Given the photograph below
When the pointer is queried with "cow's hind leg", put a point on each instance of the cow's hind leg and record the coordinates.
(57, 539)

...

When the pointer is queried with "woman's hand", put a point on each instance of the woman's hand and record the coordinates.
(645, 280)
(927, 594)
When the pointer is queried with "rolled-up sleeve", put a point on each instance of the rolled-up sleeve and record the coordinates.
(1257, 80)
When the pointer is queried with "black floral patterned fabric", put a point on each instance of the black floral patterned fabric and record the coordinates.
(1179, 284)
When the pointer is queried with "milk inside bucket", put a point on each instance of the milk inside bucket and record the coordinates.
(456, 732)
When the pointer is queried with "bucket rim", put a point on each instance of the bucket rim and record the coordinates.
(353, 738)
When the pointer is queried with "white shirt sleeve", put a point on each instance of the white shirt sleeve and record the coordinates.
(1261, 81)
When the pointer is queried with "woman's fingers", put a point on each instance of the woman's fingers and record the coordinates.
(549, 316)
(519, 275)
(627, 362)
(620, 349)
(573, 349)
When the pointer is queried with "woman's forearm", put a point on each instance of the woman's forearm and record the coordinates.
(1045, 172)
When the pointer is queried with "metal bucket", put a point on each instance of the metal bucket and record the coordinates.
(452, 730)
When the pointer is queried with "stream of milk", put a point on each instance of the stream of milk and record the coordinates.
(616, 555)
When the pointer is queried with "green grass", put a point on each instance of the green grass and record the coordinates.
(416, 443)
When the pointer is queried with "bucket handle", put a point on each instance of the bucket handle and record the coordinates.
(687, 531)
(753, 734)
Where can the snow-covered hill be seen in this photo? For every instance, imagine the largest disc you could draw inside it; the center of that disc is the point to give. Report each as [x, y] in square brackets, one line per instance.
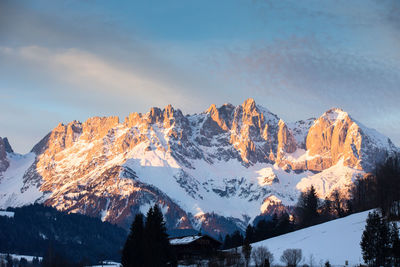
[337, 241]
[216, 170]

-- AIM --
Return every line of the records that contains the string "inside", copying each line in full.

-- RESULT --
When the pointer is queried with "milk inside bucket", put a point on each instance of the milk inside bucket and record the coordinates.
Where can the snow-covered hill be seen in this photo? For every instance, imagine the largest disc you could draw inside it; the center of that disc is the point to give. Report each as [x, y] in square brackets, one line per instance.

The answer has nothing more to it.